### Texte à analyser

################

1. Est-il plus ou moins évident que l’essai sera fructueux? Existe-t-il un nombre déterminé de solutions prévisibles connues des personnes versées dans l’art?

2. Quels efforts – leur nature et leur ampleur – sont requis pour réaliser l’invention? Les essais sont-ils courants ou l’expérimentation est-elle longue et ardue de telle sorte que les essais ne peuvent être qualifiés de courants?

3. L’art antérieur fournit-il un motif de rechercher la solution au problème qui sous-tend le brevet?

[70] Les mesures concrètes ayant mené à l’invention peuvent constituer un autre facteur important. Il est vrai que l’évidence tient en grande partie à la manière dont l’homme de métier aurait agi à la lumière de l’art antérieur. Mais on ne saurait pour autant écarter l’historique de l’invention, spécialement lorsque les connaissances des personnes qui sont à l’origine de la découverte sont au moins égales à celles de la personne versée dans l’art.

[31] J’ai conclu ce qui suit au paragraphe 90 de l’arrêt Hospira :

Il convient de mentionner que, tandis qu’aller « plus ou moins de soi de tenter d’arriver à l’invention » (voir Sanofi au para. 66) est une exigence pour l’essai allant de soi, être « plus ou moins évident que l’essai sera fructueux » (voir Sanofi au para. 69) n’est pas une exigence, mais simplement un facteur à prendre en considération.

[32] Apotex soutient que la Cour fédérale a commis la même erreur en l’espèce que dans l’arrêt Hospira. Elle renvoie au paragraphe 195 des motifs, qui traite du critère de l’essai allant de soi :

Par conséquent, la Cour doit en outre se demander s’il était plus ou moins évident que l’association de l’AA et de la PN serait fructueuse, en évaluant les efforts – leur nature et leur ampleur – requis pour réaliser l’invention, le motif fourni par les antériorités de rechercher la solution au problème qui sous-tend le brevet ainsi que les mesures concrètes prises par les inventeurs […]

[33] Tel qu’il est formulé, ce paragraphe donne effectivement l’impression que la Cour fédérale a estimé que l’expression « plus ou moins évident que [l’essai serait fructueux] » était l’exigence prédominante, avec les autres facteurs (les efforts – leur nature et leur ampleur – requis, le motif de rechercher la solution, et les mesures concrètes prises) pris en considération. Toutefois, je ne suis pas convaincu que la Cour fédérale a commis une erreur susceptible de contrôle dans son analyse de l’essai allant de soi.

################

### Données fournies
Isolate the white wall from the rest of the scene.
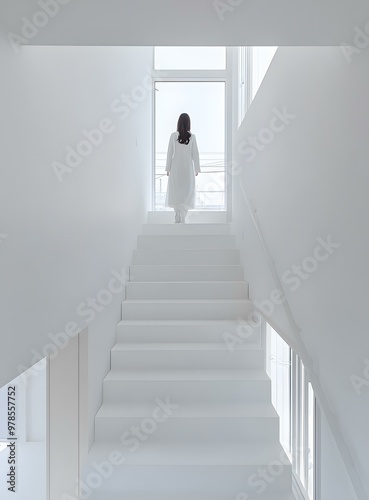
[0,0,369,45]
[234,47,369,498]
[0,359,47,500]
[0,34,152,446]
[320,415,357,500]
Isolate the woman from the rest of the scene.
[165,113,201,224]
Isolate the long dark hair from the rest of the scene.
[177,113,191,144]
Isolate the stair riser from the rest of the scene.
[130,265,245,282]
[126,282,249,300]
[103,380,271,406]
[133,249,240,265]
[82,464,292,500]
[137,234,235,250]
[111,350,264,371]
[122,301,253,320]
[95,418,279,442]
[117,323,261,344]
[142,224,231,235]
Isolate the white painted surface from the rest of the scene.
[0,33,152,448]
[234,47,369,498]
[0,359,47,500]
[0,0,369,45]
[82,224,292,500]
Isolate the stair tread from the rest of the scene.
[104,369,270,382]
[123,299,252,304]
[96,400,278,419]
[128,280,248,285]
[118,319,250,326]
[89,487,296,500]
[112,342,263,352]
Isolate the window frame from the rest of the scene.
[151,47,236,217]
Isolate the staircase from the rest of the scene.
[81,212,294,500]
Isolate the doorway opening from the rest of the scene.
[155,81,226,210]
[153,47,231,211]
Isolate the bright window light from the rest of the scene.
[154,47,226,70]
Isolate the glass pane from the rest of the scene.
[268,325,291,454]
[155,82,225,210]
[155,47,226,70]
[308,382,315,500]
[299,360,307,487]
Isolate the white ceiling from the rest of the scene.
[0,0,369,46]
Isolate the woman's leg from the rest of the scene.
[181,207,188,224]
[174,208,181,223]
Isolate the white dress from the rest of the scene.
[165,132,201,210]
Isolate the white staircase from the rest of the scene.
[82,212,294,500]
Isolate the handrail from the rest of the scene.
[239,181,367,500]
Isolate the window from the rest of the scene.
[153,47,227,211]
[155,82,225,210]
[267,324,316,500]
[238,47,278,126]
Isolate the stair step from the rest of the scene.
[117,318,260,348]
[111,344,264,371]
[103,370,271,407]
[147,210,227,226]
[89,488,296,500]
[133,248,240,265]
[96,398,278,419]
[142,223,231,235]
[129,264,244,282]
[137,234,235,250]
[126,281,249,300]
[122,299,254,320]
[95,412,279,444]
[82,442,292,492]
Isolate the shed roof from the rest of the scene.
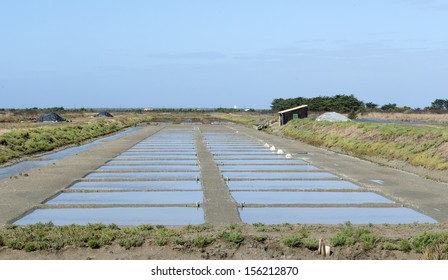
[278,105,308,114]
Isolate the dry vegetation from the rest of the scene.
[0,223,448,259]
[358,112,448,123]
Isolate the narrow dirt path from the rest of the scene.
[195,128,242,225]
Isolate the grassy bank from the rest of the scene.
[279,120,448,170]
[0,120,126,163]
[0,223,448,259]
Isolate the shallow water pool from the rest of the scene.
[14,207,205,226]
[240,207,436,224]
[232,191,395,204]
[227,180,360,190]
[45,191,202,205]
[69,181,201,191]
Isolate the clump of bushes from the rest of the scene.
[0,120,125,163]
[330,225,381,251]
[283,231,319,250]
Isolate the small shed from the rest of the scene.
[95,111,114,118]
[36,112,67,122]
[278,105,308,125]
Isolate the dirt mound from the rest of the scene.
[36,112,67,122]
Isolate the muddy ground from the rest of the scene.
[0,122,448,260]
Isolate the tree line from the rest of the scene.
[271,94,448,113]
[271,94,365,113]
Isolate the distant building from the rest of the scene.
[36,112,68,122]
[95,111,114,118]
[278,105,308,125]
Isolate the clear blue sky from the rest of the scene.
[0,0,448,108]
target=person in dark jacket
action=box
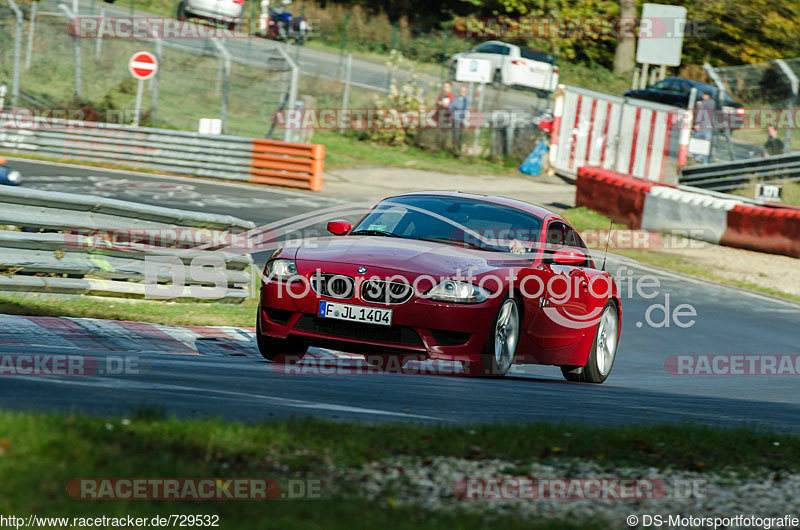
[764,125,783,156]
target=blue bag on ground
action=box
[519,140,547,176]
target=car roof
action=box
[383,191,569,224]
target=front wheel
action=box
[561,301,619,383]
[464,297,521,377]
[256,308,308,364]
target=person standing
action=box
[694,92,717,164]
[764,125,783,156]
[449,85,469,156]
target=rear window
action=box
[520,48,556,64]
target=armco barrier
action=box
[575,167,800,258]
[0,186,254,302]
[0,114,325,191]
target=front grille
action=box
[361,280,414,304]
[294,315,422,346]
[311,272,355,300]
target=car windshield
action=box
[351,195,542,253]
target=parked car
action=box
[448,41,558,96]
[0,158,22,186]
[175,0,244,30]
[625,77,745,129]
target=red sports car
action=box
[256,192,621,383]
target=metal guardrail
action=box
[0,110,325,191]
[680,153,800,191]
[0,186,255,302]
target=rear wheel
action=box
[561,301,619,383]
[256,308,308,363]
[464,297,521,377]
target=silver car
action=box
[176,0,244,29]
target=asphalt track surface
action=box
[0,158,800,431]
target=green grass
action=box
[0,294,258,327]
[0,408,800,529]
[563,207,800,302]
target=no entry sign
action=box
[128,52,158,80]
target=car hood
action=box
[295,236,531,276]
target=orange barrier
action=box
[249,138,325,191]
[575,166,653,228]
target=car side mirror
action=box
[543,250,587,265]
[328,219,353,236]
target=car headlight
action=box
[267,259,297,280]
[427,280,492,304]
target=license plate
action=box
[317,301,392,326]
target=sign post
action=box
[128,52,158,127]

################

### Objectif de la tâche
Prolongez le texte à analyser, consacré au critère de l'essai allant de soi, en reprenant juste après sa dernière phrase.

### Réponse attendue
[34] Le présent litige se distingue de la décision Hospira. Dans cette dernière décision, la Cour fédérale avait considéré « plus ou moins évident que l’essai ser[ait] fructueux » comme une exigence, et son examen d’au moins un des autres facteurs avait été inadéquat : décision Hospira au para. 93. En l’espèce, la Cour fédérale a examiné chacun des facteurs pertinents à l’essai allant de soi et est arrivée à une conclusion fondée sur cette considération : motifs, aux para. 196 à 202. Bien que la Cour fédérale ait reconnu que la personne versée dans l’art était motivée à mettre au point des hormonothérapies de deuxième intention pour le traitement du CPHR et à mettre l’AA à l’essai pour ce faire, il n’allait pas de soi que l’association de l’AA et de la PN fonctionnerait, et les essais menés pour réaliser l’invention n’étaient pas courants. Compte tenu des facteurs pertinents, la Cour fédérale a conclu que, même si l’association de l’AA et de la PN était perçue comme quelque chose « valant d’être tenté », elle n’allait pas de soi. Selon la norme de l’erreur manifeste et dominante (qui s’applique à cette question mixte de fait et de droit), la Cour fédérale pouvait tirer une telle conclusion.

[35] Apotex reproche à la Cour fédérale d’avoir considéré l’étude 001 comme une indication des mesures effectivement prises par les inventeurs. Elle note que le glucocorticoïde évalué était la dexaméthasone plutôt que la PN. Toutefois, la Cour fédérale était au courant de cette distinction (motifs, au para. 217). Aucune erreur n’a été commise en considérant cette étude comme un pas sur la voie de l’invention.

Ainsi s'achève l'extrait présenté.